__TEXTE SOURCE__:

+---+

La notion de démesure (ubris ou hubris) est inséparable de la pensée
grecque, dans laquelle la raison est conçue comme puissance essentielle de limitation,
comme norme qui arrête le tracé au-delà duquel commence l'excès. Méden agan
(rien de trop) : la devise des Sept Sages rappelle que la démesure est non respect du
logos, et punissable à ce titre comme monstrueuse puisque la
nature offre de nombreux exemples de mesure et de régularité : par exemple, dans
le cycle des saisons, des astres, du temps lui-même. Les stoïciens définissent
ainsi la passion comme une impulsion démesurée, déraisonnable (alogos) et contraire à la nature. C'est cette impulsion
qui caractérise le héros de l'épopée ou de la tragédie.
Celle-ci surtout entretient un rapport privilégié avec l'ubris,
puisqu'elle met en scène des personnages qu’animent des ambitions ou des
passions que n’autorise pas la condition humaine. Leur châtiment par les dieux
prend alors une dimension pédagogique et morale à un moment où, parallèlement,
naît la démocratie : le héros du mythe ou de l’épopée devient
incompréhensible, incommensurable à l’habitant de la polis, et donc
idéologiquement dangereux pour le peuple. La mesure (metron) à
laquelle on l'invite constitue ainsi une norme acceptable destinée à fixer les
vertus de modération qu'on souhaite voir s'inscrire dans l'espace public.
Si le héros pose désormais un problème, c'est en effet qu’il est
un être excessif. Il est d'abord celui qui excède
sa « part », cette Moïra qui fixe des limites à l’exercice et à
l’accomplissement de la volonté humaine et même divine (voir sur ce point
le portrait du héros de l'Iliade).
Qu'un seul s'avise d'en transgresser les bornes, et c'est tout l'équilibre de
l'univers qui se trouve mis en cause, à commencer par la cohérence de
l'ordre qui fonde la suprématie des dieux. Tel est le sens de cette Nemesis
qui, personnifiant la vengeance divine, s’abat sur les mortels tentés
par la volonté de puissance ou simplement par une manifestation arrogante de
leur bonheur. Plusieurs tentations caractérisent l'ubris des Grecs
: ce peut être l'orgueil, d'abord, celui-là même
qui fait que l'homme transgresse les limites qui lui sont assignées. Icare et sa
chute. C'est la colère, ensuite, qui déchaîne les passions et mène à
l'aveuglement criminel. Les deux excès se retrouvent dans
le personnage
d'Achille, prêt, dans sa fureur vindicative, à combattre le fleuve Scamandre en
personne. Le mythe exerce, comme la tragédie, une fonction normative en
racontant encore la saga des Atrides où se reconnaît une volonté de
régulation des instincts primitifs, comme l'inceste ou l'anthropophagie. Mais l'ubris
peut être aussi l'excès d'amour, celui qui pousse Prométhée à ravir pour les
hommes le feu du ciel. Le refus de la norme devient ici révolte, souci
d'accomplissement humain contre l'ordre olympien, et révèle la valeur positive
d'une certaine démesure.

+---+

__EXERCICE__:
Répondez aux questions suivantes sur le texte sur la démesure :
(a) Quelle devise des Sept Sages y est citée ?
(b) Comment les stoïciens définissent-ils la passion ?
(c) Quel personnage l'excès d'amour pousse-t-il à ravir le feu du ciel, et pour qui ?
Les items qui suivent sont sans rapport avec le texte sur la démesure.

__DONNÉES PRÉSENTÉES__:
+---+

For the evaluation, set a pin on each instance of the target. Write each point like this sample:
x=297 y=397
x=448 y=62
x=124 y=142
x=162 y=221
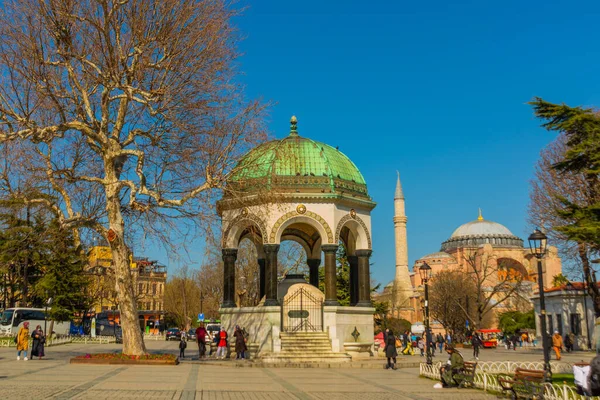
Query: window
x=576 y=324
x=558 y=324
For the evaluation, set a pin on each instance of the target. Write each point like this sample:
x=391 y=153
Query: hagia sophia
x=297 y=189
x=480 y=239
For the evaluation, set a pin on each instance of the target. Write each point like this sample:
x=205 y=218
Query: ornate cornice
x=308 y=214
x=326 y=198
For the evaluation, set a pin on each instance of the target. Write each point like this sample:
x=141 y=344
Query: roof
x=436 y=255
x=297 y=161
x=480 y=232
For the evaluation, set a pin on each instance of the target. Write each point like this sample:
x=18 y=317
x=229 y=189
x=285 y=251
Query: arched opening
x=511 y=270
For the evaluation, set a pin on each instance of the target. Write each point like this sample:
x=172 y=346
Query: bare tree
x=548 y=190
x=133 y=102
x=497 y=282
x=449 y=294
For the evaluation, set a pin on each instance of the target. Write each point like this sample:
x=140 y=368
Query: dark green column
x=261 y=278
x=353 y=262
x=313 y=269
x=271 y=274
x=364 y=278
x=229 y=257
x=330 y=251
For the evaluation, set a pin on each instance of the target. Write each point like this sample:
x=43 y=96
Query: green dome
x=299 y=164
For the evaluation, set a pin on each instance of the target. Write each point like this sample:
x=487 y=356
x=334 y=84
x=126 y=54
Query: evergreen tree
x=63 y=278
x=582 y=129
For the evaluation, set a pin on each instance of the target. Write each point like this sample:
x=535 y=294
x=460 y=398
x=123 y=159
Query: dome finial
x=293 y=126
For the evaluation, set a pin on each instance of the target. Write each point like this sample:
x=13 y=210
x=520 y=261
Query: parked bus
x=13 y=318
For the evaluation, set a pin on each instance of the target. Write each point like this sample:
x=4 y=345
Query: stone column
x=330 y=251
x=364 y=278
x=271 y=274
x=313 y=268
x=261 y=278
x=229 y=257
x=353 y=261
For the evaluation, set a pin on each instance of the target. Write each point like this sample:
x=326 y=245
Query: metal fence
x=486 y=377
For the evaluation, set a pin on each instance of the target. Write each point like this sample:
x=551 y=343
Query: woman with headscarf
x=23 y=341
x=390 y=350
x=240 y=343
x=37 y=348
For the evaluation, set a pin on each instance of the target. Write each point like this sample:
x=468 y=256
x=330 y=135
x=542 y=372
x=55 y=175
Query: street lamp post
x=425 y=272
x=537 y=244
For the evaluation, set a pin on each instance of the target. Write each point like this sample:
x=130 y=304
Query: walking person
x=568 y=343
x=182 y=346
x=477 y=343
x=37 y=348
x=450 y=372
x=23 y=341
x=557 y=344
x=201 y=334
x=390 y=350
x=222 y=345
x=240 y=343
x=421 y=346
x=439 y=339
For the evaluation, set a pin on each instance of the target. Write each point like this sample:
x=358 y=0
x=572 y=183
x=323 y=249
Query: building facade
x=480 y=244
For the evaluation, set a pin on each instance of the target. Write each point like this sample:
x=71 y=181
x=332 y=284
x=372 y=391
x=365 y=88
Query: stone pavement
x=54 y=378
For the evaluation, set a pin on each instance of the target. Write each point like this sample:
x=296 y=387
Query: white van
x=13 y=318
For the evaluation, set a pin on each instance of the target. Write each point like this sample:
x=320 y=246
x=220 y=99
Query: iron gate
x=302 y=312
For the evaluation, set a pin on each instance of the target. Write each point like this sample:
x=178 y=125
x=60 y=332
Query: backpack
x=594 y=377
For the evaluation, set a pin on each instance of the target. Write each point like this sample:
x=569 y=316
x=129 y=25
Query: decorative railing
x=486 y=377
x=9 y=341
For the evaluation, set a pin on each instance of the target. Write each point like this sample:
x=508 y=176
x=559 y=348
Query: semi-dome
x=480 y=232
x=298 y=164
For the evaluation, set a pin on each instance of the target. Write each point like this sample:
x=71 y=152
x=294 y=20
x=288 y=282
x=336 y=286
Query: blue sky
x=434 y=89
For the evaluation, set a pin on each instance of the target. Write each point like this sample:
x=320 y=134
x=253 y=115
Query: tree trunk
x=133 y=341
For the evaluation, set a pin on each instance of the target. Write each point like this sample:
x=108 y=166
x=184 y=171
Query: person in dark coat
x=182 y=346
x=240 y=343
x=476 y=342
x=37 y=348
x=390 y=350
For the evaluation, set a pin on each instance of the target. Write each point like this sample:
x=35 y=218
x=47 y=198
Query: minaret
x=402 y=286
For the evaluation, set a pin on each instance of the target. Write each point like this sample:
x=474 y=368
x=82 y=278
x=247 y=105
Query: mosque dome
x=440 y=255
x=480 y=232
x=298 y=164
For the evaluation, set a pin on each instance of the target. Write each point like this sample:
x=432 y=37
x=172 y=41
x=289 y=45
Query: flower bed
x=120 y=359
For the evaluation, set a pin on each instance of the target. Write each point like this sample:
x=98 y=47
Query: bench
x=467 y=375
x=524 y=384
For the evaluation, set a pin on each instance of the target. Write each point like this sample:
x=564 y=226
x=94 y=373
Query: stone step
x=306 y=349
x=304 y=334
x=306 y=358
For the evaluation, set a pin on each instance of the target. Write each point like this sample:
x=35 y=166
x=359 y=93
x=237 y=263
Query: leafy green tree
x=513 y=321
x=581 y=128
x=559 y=280
x=63 y=275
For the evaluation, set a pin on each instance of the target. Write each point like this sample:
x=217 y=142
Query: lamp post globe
x=537 y=244
x=425 y=273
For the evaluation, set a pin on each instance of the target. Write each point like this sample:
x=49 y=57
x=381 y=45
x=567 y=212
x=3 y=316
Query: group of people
x=22 y=341
x=220 y=339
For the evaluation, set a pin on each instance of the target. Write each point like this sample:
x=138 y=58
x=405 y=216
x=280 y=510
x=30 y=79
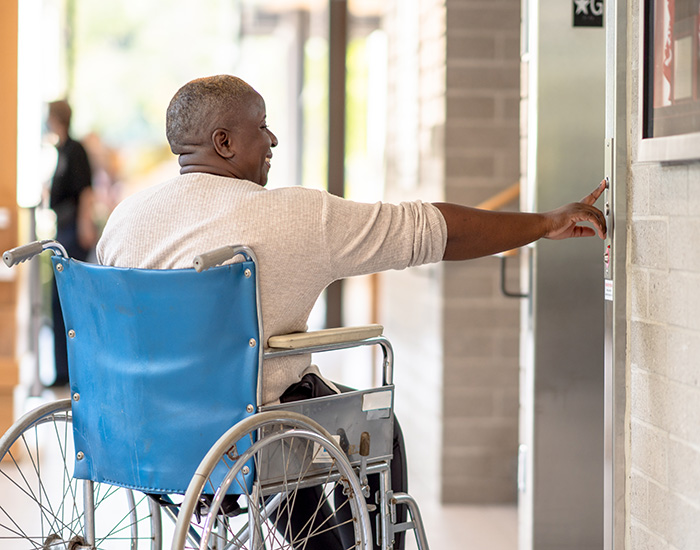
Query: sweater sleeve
x=366 y=238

+---+

__RÉPONSE ATTENDUE__:
(a) Méden agan, c'est-à-dire « rien de trop ».
(b) Comme une impulsion démesurée, déraisonnable (alogos) et contraire à la nature.
(c) Prométhée, qui ravit le feu du ciel pour les hommes.